§ Job 1
In the voltage regulator text, what three terminals does circuit 10 include?
§ Job 2
Please reproduce word for word the part of the voltage regulator text between "FIG. 1 is a" and "embodiment of the present invention.", inclusive.
§ Job 3
Carry the voltage regulator text forward from its last sentence.

§ Supplied passage
---+---

FIG. 1 is a block diagram showing a three-terminal floating voltage regulator device in accordance with the present invention.

FIG. 2 is a diagram illustrating in detail the voltage reference circuit of the present invention.

FIG. 3 is a schematic circuit showing a preferred embodiment of the present invention.

FIG. 4 is a diagram illustrating a current regulator circuit in accordance with the present invention.

DETAILED DESCRIPTION OF THE PREFERRED EMBODIMENTS

Turning now to FIG. 1 of the drawing, a simplified block diagram of the present invention is shown to illustrate that the invention provides a three-terminal floating voltage regulator which can be packaged in the standard three-terminal transistor power package. The circuit 10 includes an input terminal 1, an output terminal 2 and an adjustment terminal 3 which correspond to the three terminals of the standard power transistor package. Connected between the input terminal 1 and the output terminal 2 is an operational amplifier 12 which is adapted to operate as a voltage follower for regulating an input voltage V _in , applied at terminal 1 to provide a regulated output voltage V _out , at output terminal 2. The op-amp 12 causes the voltage V _out at terminal 2 to be the same as the voltage appearing at terminal 3 in accordance with the normal operating characteristics of a voltage follower circuit, i.e., that the output voltage is identical to the input voltage.

---+---

§ Records from a dataset
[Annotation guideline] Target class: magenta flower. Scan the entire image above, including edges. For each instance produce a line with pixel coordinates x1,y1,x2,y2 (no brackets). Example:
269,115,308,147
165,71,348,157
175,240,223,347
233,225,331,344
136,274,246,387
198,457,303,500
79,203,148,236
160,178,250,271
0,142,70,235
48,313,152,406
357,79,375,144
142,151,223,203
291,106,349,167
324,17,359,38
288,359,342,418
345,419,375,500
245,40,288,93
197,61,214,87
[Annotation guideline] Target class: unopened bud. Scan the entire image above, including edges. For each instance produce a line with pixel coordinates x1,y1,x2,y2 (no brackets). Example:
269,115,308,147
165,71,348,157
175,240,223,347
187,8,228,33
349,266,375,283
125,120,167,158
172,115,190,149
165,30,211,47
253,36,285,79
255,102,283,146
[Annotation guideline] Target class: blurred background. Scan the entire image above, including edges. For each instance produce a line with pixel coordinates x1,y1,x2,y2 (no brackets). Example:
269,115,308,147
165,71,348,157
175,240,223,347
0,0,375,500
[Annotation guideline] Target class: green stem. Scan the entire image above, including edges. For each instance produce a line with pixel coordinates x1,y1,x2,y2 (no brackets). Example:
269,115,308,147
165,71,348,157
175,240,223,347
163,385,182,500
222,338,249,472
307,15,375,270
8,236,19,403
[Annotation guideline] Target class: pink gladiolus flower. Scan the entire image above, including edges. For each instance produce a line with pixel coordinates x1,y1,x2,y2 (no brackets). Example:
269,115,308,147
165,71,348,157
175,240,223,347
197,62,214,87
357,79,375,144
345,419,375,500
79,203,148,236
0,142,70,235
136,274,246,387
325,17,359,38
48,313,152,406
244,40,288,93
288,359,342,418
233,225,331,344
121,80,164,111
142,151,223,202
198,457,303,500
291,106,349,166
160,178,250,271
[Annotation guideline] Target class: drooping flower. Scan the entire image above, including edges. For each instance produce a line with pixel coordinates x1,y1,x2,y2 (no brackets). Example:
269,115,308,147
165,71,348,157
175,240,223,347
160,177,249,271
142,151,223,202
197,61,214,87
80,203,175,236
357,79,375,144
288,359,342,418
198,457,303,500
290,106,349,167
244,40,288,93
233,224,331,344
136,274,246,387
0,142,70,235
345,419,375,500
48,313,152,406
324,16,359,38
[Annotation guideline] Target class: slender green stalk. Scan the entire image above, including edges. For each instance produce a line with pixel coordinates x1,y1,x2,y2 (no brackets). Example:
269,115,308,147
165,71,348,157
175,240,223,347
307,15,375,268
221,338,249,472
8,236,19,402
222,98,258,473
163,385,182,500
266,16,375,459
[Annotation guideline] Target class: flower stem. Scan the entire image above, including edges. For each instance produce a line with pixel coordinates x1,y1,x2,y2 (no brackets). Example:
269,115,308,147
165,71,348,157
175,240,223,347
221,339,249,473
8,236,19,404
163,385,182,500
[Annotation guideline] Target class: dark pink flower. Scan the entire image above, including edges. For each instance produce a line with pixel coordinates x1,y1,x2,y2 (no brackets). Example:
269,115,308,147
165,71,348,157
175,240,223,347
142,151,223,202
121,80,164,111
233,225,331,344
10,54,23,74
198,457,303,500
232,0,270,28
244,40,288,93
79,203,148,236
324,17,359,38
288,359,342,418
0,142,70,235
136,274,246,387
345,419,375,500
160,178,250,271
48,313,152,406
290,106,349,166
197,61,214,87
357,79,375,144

---+---

§ Final answer 1
An input terminal 1, an output terminal 2 and an adjustment terminal 3.

§ Final answer 2
FIG. 1 is a block diagram showing a three-terminal floating voltage regulator device in accordance with the present invention.

FIG. 2 is a diagram illustrating in detail the voltage reference circuit of the present invention.

FIG. 3 is a schematic circuit showing a preferred embodiment of the present invention.

§ Final answer 3
The potential appearing at terminal 3 is generated by causing a current 1 to flow through an external variable resistance 15 which is connected between terminal 3 and ground. Since the output voltage of a voltage follower must be identical to the input voltage, the potential V _out must be identical to the voltage drop across resistor 15. However, in order to render the voltage drop across resistor 15 predictable for a given resistive setting, a constant current must be generated and caused to flow therethrough. Accordingly, a voltage reference circuit 14 having a zero temperature coefficient is provided which is capable of generating a constant voltage V _ref across its output terminals 16 and 18 as indicated. The terminal 18 is then coupled to the negative input and the output of the op-amp 12 and the more positive output terminal 16 is coupled through a resistance R to the positive input of op-amp 12.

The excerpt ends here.